Exercise directions:
Pull every line containing "outcrop" from the entries.

Dataset entries

= = =

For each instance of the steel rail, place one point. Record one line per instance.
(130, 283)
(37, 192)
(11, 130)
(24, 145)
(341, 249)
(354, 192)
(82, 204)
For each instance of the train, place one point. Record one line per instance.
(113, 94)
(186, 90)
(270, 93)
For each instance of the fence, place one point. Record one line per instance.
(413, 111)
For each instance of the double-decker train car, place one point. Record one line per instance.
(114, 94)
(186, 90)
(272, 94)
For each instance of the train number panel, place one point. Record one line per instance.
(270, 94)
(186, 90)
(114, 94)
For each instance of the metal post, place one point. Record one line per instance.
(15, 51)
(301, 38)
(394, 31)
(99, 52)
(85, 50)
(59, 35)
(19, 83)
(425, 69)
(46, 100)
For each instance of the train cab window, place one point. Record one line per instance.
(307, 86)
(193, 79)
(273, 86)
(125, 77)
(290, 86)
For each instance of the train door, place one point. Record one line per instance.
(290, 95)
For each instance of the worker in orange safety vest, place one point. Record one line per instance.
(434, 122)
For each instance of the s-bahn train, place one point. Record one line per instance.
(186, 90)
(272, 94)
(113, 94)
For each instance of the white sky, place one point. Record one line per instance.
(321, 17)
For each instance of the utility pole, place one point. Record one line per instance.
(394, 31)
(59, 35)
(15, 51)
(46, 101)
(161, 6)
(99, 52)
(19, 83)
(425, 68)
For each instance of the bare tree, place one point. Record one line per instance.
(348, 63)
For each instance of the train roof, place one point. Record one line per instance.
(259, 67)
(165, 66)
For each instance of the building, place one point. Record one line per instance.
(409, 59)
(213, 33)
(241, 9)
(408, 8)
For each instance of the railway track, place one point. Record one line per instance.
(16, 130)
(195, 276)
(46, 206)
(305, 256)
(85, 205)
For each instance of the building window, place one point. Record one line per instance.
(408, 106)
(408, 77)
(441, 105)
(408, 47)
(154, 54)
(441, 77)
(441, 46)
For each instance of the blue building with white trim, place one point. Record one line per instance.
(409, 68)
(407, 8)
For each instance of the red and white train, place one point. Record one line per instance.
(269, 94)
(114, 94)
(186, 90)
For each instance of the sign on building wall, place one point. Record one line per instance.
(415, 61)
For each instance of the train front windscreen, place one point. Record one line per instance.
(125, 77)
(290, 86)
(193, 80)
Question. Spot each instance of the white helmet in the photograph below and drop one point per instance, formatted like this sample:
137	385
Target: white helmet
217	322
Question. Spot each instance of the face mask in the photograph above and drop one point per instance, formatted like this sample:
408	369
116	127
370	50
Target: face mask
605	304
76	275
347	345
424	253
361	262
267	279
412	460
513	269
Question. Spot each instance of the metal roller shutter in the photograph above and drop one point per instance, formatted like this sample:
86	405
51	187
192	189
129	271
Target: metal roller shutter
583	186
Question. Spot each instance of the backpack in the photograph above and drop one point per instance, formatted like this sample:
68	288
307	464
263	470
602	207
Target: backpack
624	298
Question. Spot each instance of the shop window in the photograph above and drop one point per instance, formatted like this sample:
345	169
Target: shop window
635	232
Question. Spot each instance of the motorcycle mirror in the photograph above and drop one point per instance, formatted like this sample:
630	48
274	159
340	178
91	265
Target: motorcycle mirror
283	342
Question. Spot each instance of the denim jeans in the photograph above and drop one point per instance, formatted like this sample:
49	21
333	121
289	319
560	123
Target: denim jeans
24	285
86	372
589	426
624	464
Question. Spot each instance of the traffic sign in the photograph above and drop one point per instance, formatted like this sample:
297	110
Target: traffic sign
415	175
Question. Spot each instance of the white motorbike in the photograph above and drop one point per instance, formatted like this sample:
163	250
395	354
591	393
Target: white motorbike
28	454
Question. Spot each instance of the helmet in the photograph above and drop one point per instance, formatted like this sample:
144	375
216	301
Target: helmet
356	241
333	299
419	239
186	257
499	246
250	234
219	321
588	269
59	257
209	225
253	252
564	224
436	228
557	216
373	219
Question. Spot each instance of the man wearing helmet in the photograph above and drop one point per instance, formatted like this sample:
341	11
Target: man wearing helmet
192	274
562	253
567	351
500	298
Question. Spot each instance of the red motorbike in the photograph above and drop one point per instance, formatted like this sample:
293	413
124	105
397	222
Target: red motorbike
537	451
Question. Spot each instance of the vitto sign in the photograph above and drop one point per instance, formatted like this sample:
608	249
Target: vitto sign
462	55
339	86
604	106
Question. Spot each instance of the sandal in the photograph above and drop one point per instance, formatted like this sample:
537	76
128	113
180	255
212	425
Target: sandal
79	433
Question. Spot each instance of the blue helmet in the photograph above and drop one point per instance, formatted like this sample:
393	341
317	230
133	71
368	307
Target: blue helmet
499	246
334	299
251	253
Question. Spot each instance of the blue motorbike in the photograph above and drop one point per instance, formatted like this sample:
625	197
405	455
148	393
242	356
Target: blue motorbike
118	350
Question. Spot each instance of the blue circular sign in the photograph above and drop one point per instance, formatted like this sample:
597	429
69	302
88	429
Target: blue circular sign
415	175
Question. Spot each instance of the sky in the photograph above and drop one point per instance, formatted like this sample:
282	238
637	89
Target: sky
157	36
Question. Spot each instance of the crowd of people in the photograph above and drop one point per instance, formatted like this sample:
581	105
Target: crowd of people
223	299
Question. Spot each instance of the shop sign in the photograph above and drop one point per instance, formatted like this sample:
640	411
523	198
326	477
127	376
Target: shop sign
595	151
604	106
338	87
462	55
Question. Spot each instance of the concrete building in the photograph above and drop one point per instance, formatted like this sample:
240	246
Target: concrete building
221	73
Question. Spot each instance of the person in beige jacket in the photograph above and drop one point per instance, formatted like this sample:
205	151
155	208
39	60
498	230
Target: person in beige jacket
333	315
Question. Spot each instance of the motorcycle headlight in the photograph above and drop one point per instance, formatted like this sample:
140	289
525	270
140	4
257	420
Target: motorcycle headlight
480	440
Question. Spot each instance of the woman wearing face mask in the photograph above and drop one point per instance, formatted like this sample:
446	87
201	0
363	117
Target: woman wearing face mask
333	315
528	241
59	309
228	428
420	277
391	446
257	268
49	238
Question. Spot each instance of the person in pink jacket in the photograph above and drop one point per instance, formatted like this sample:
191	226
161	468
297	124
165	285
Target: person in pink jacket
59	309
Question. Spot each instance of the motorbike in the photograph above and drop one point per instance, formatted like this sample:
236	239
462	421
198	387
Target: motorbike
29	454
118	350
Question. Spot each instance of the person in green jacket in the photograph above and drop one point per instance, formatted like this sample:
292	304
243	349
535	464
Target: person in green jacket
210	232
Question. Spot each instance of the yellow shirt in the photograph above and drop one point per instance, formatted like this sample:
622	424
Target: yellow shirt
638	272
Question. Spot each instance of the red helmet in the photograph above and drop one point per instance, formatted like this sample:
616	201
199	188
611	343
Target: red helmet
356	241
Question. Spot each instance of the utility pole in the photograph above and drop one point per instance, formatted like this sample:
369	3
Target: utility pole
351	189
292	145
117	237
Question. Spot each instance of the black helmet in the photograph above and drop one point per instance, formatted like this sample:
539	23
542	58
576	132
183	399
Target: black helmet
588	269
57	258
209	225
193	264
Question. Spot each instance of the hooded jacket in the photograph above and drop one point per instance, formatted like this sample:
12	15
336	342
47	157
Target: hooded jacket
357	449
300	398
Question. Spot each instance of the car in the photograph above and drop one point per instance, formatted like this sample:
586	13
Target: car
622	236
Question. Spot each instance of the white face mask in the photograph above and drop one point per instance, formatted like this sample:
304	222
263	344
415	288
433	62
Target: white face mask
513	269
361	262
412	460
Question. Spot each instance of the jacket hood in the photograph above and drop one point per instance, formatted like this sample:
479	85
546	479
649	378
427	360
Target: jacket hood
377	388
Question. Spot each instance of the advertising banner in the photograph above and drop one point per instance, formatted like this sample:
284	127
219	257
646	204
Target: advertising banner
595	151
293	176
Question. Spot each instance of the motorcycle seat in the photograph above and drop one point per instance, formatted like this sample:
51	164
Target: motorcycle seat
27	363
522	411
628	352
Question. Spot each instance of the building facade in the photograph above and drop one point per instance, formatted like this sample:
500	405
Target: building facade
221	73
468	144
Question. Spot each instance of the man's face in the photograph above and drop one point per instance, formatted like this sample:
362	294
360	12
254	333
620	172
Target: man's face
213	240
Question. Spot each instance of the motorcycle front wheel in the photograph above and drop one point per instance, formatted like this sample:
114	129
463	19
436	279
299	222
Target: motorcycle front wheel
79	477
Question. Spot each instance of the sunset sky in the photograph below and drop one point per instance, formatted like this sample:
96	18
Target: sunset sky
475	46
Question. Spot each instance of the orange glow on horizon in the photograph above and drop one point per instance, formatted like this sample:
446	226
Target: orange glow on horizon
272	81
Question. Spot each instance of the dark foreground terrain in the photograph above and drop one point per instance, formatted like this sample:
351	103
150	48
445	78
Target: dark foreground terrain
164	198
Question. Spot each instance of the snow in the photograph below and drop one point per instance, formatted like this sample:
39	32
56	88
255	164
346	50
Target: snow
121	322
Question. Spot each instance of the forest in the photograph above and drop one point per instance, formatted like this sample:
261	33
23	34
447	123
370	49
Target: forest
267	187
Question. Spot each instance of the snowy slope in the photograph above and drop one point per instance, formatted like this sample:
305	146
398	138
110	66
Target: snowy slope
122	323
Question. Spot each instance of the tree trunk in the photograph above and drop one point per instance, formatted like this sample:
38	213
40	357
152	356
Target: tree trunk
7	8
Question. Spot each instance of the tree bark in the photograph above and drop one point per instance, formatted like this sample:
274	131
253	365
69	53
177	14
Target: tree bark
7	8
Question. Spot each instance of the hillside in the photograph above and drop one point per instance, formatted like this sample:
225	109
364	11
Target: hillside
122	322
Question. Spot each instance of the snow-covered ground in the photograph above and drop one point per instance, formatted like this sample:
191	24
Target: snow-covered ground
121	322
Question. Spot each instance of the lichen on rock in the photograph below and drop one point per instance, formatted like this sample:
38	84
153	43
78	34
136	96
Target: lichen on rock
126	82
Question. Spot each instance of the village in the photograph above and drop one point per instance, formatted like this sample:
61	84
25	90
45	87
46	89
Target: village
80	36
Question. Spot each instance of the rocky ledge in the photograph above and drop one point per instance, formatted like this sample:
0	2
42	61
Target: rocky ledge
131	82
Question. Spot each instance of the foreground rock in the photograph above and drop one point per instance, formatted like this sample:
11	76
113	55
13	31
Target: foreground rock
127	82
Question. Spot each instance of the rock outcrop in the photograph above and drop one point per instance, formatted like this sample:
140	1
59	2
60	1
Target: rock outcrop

= = =

Answer below:
Question. Spot each instance of the rock outcrop in the photograph above and drop one point per instance, formatted like this sample:
Target: rock outcrop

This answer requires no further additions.